#### [What the task requires]
Leave out any picture and return the remaining listing below exactly as given.

Location identification items
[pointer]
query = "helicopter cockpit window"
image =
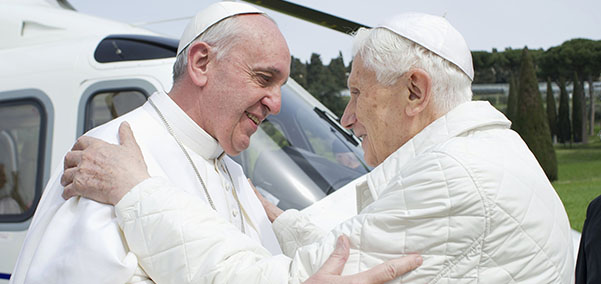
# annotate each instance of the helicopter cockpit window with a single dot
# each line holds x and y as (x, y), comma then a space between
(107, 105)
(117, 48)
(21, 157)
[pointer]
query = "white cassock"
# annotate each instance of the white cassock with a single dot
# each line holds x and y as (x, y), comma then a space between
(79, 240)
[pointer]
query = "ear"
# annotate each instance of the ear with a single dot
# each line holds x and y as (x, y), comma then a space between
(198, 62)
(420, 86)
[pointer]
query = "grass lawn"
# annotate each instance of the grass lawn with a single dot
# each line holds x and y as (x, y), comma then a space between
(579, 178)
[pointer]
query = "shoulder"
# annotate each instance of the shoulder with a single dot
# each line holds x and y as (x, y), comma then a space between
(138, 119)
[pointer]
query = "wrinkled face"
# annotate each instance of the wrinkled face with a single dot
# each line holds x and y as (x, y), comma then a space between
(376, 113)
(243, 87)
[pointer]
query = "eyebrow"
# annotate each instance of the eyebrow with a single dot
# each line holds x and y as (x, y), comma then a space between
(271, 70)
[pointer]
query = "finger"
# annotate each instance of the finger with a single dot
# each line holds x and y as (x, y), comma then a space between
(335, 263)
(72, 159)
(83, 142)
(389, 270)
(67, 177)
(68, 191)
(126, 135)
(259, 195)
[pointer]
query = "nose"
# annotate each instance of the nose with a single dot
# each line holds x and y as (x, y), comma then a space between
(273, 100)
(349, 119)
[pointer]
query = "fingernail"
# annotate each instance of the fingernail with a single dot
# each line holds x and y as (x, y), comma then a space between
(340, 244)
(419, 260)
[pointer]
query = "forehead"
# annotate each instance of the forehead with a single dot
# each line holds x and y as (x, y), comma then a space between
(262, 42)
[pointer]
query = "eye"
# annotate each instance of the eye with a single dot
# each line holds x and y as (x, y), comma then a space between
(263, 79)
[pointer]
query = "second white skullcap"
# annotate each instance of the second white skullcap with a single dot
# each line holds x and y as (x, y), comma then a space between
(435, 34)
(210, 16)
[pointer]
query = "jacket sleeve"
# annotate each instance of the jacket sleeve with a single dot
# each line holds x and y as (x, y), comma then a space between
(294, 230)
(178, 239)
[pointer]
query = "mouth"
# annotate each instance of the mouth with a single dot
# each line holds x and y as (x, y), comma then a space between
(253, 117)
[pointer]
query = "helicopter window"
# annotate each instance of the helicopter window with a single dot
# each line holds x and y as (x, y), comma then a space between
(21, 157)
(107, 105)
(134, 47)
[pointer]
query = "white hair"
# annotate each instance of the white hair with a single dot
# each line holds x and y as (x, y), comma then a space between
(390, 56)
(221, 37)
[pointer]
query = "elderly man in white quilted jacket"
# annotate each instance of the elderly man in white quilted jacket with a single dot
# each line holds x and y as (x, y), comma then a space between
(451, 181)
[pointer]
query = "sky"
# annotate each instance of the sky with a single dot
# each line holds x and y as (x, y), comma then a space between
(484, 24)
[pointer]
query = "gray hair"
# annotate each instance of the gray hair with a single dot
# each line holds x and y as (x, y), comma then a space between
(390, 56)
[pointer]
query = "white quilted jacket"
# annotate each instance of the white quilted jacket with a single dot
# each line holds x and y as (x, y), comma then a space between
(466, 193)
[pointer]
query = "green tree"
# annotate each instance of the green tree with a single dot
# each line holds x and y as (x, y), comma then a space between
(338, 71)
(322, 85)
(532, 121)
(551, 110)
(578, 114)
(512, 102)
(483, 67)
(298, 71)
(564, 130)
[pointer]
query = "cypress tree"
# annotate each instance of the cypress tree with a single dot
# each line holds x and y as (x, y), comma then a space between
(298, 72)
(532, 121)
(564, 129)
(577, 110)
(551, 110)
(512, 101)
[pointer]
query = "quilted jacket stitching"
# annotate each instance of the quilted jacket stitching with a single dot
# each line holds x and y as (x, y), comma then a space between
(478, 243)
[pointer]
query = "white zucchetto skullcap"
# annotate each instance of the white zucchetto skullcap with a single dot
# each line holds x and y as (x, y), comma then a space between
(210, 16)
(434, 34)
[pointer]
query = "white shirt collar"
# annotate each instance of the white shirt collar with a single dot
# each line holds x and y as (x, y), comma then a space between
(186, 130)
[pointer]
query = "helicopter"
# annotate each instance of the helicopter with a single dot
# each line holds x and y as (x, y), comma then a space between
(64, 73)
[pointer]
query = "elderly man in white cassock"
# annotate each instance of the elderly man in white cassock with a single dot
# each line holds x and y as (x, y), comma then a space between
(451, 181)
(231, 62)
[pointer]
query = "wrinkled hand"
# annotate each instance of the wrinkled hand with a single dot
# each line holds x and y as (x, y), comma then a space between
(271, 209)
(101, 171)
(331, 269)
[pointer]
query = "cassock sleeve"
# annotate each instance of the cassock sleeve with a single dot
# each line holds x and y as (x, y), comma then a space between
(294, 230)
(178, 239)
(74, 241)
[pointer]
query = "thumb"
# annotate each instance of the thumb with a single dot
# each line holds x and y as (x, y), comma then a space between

#### [Written reply]
[pointer]
query = "helicopter cockpit window"
image =
# annotate each instance of the helicopter cockpit window with a single dot
# each line holds x and y as (x, y), comma then a space between
(107, 105)
(117, 48)
(21, 157)
[pointer]
query = "white cassock"
# annotate each instance of the white cassock with a single dot
# each line holds x and y as (x, y), comma then a space between
(79, 240)
[pointer]
query = "ear"
# annotate each instance of the ear with a single dot
# each line holds x and y as (x, y), comma then a space between
(198, 62)
(420, 86)
[pointer]
query = "grass lawn"
# annotate each instance of the grass lawn with a single dot
# each line holds x and y as (x, y), comma then a space between
(579, 178)
[pointer]
query = "shoulder"
# annotate each instance of the shoulder with a single dot
# each line holds x and y as (x, y), comma then a space between
(138, 119)
[pointer]
query = "wrinkled face"
# annotate each instance of the wrinkled face with a single dot
# each line holds x and y as (x, y), comma then a space between
(376, 113)
(243, 87)
[pointer]
query = "eyebrow"
# annotate each instance of the eyebrow with a single dot
# each line holds x and y as (x, y), comma then a space between
(271, 70)
[pointer]
query = "finger"
# annotate each instance of the finger with a single dot
# each line holds x and y as (x, y), comma then a space between
(335, 263)
(72, 159)
(83, 142)
(389, 270)
(67, 177)
(68, 191)
(126, 135)
(259, 195)
[pointer]
query = "nose"
# annotate each instance of the nose with a single dot
# each line holds x and y as (x, y), comma then a space between
(273, 100)
(349, 119)
[pointer]
query = "fingernail"
# annotate each instance of the fingernail with a single dot
# each line holds x and y as (x, y), comma then a space between
(340, 244)
(419, 260)
[pointer]
query = "forehead"
# annotate each instance of the forehead with a single dot
# each line holds x and y as (x, y), comma then a space between
(262, 42)
[pointer]
query = "eye"
# annotate each instance of the eye with a single dot
# each line holds x and y as (x, y), comma then a space between
(263, 79)
[pointer]
query = "second white skullcap"
# annotate each instance of the second white skullcap with a single dot
# each line holds x and y as (x, y), comma then a space between
(435, 34)
(210, 16)
[pointer]
query = "jacket sleeve"
# annotate each instance of the jacket sleeve with a single dot
# each line holds x and y as (x, y), comma then a space between
(294, 230)
(178, 239)
[pointer]
query = "mouth"
# annotate each instance of the mouth with a single dot
# each line holds x and y as (x, y), comma then a space between
(253, 117)
[pointer]
query = "helicopter window"
# annotate each instance of the helicopter window with a single dot
# each line holds x and y as (x, y), comma then a space between
(21, 157)
(107, 105)
(134, 47)
[pointer]
query = "white hair"
# annotate each instance of the white hair with a single dot
# each line holds x and y as (x, y), comma then a space between
(390, 56)
(221, 37)
[pointer]
query = "elderly man in white quilted jacket"
# annotate each instance of the elderly man in white quilted jacket with a single dot
# each line holds x and y as (x, y), comma then a space between
(451, 181)
[pointer]
query = "sky"
# annotate each instance of the sky with a single dot
# each line holds x and y as (x, y), comma then a space between
(484, 24)
[pointer]
query = "gray hair"
# annotate each instance of the gray hair with a single dot
# each line holds x and y as (x, y), comma then a space between
(390, 56)
[pointer]
query = "white quilted jacket"
# annotate each instance of the white quilted jacket with a single dot
# each line holds x and y as (x, y), comma then a space between
(466, 193)
[pointer]
query = "green tree"
# annotate each instance of the green tree with a single dot
# each line holds x and y as (x, y), comma then a space between
(338, 71)
(322, 85)
(532, 121)
(551, 110)
(578, 114)
(512, 102)
(483, 67)
(298, 71)
(564, 130)
[pointer]
query = "cypress tree"
# annotate each instance of the cypress tree with a single dot
# each line holds x and y as (x, y), comma then a space between
(298, 72)
(532, 121)
(564, 129)
(577, 110)
(551, 110)
(512, 101)
[pointer]
query = "quilted jacket stitching"
# annotate each instance of the quilted jacket stitching with a single dot
# each line holds x and y as (x, y), comma then a space between
(478, 243)
[pointer]
query = "white zucchetto skullcap"
# annotate each instance of the white zucchetto skullcap with a single dot
# each line holds x and y as (x, y), comma then a space between
(210, 16)
(434, 34)
[pointer]
query = "white shirt collar"
# annotate each instance of the white shirt collar with a single dot
# each line holds x and y as (x, y), comma then a space between
(186, 130)
[pointer]
query = "helicopter"
# annotate each instance of the helicopter with a single dot
# each line holds x and y as (x, y), comma then a space between
(64, 73)
[pointer]
query = "elderly man in white cassock"
# annotate each instance of the elderly man in white cassock with a single dot
# each line holds x and y as (x, y), comma then a space between
(451, 181)
(231, 62)
[pointer]
query = "wrinkled hand"
# annotate each instance of the wrinkled hand with a single dot
# each line holds x and y as (x, y), comma then a space between
(271, 209)
(101, 171)
(331, 269)
[pointer]
query = "cassock sleeve"
# annotate each instance of the cassock sleeve with a single dot
# each line holds x and y as (x, y), comma then a space between
(294, 230)
(178, 239)
(74, 241)
[pointer]
query = "thumb"
# annotate each instance of the thumb with a single dot
# each line holds x and y as (x, y), comma then a space between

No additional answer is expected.